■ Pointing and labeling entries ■
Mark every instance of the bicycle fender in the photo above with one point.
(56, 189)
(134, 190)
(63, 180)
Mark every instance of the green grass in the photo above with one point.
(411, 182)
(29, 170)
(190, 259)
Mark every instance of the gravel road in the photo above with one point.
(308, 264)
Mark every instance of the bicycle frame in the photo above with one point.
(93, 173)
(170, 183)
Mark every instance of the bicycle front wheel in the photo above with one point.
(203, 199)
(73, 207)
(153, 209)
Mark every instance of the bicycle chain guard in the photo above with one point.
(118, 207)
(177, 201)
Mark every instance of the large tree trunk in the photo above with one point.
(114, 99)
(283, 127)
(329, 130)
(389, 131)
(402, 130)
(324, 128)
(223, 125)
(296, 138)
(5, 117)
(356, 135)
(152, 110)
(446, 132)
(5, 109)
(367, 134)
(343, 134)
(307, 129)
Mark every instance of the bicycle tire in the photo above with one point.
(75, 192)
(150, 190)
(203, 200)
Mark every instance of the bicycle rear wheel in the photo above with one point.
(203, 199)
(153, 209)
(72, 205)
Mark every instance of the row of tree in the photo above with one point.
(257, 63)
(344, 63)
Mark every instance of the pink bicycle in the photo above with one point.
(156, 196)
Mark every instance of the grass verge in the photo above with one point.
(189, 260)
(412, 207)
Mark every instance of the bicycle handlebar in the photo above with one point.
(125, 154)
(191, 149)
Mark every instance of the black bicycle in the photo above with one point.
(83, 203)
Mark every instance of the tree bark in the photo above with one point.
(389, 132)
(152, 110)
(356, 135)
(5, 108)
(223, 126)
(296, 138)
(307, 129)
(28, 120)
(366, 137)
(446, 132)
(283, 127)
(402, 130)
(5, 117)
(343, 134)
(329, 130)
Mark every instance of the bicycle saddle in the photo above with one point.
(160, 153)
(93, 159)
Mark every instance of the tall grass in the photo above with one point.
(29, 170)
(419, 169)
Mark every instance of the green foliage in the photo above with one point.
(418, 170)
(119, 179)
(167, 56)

■ WHAT YOU ARE ASKED TO DO ■
Reproduce the entries above in full, verbatim.

■ REPLY ■
Mark every instance of the bicycle fender in the photo above with one point.
(56, 189)
(134, 190)
(63, 180)
Mark every instance of the green grass in the photo above with one point.
(411, 182)
(29, 170)
(190, 259)
Mark every instance of the gravel road in the photo above with one point.
(308, 264)
Mark every instance of the bicycle frame in the photo above with one point.
(93, 173)
(170, 183)
Mark every instance of the bicycle front wheel in the photo above with one point.
(203, 199)
(73, 207)
(153, 209)
Mark every instance of the bicycle chain guard in the photo above with one point.
(118, 207)
(177, 201)
Mark every instance of the large tree trunk in the photo above with one point.
(114, 99)
(283, 127)
(329, 130)
(389, 131)
(402, 130)
(324, 128)
(223, 125)
(296, 138)
(5, 117)
(356, 135)
(152, 110)
(446, 132)
(5, 109)
(367, 134)
(343, 134)
(307, 129)
Mark every instance of the bicycle tire in the photo above with one point.
(75, 192)
(150, 190)
(203, 200)
Mark every instance of the bicycle rear wheel in the photo above with one point.
(203, 199)
(153, 209)
(72, 205)
Mark every instance of the row of tree in the photo above with one point.
(257, 63)
(344, 63)
Mark every instance of the pink bicycle in the photo above with one point.
(156, 196)
Mark every instance of the grass verge in the photo above with one point.
(189, 260)
(412, 207)
Mark every instance of the bicycle handlebar in the photo above with one point.
(125, 154)
(191, 149)
Mark every instance of the black bicycle in the photo above with one point.
(83, 203)
Mark every instance of the tree bark in the photo above with one point.
(389, 132)
(152, 110)
(356, 135)
(5, 108)
(223, 126)
(296, 138)
(307, 129)
(28, 120)
(366, 137)
(446, 132)
(283, 127)
(402, 130)
(5, 117)
(343, 134)
(329, 130)
Mark every instance of the bicycle saddle in the photo above with one point.
(160, 153)
(93, 159)
Mark every instance of the tall grass in the photo above with one point.
(29, 170)
(419, 169)
Mark every instance of the green foliage in the photo above with one point.
(418, 170)
(119, 179)
(167, 56)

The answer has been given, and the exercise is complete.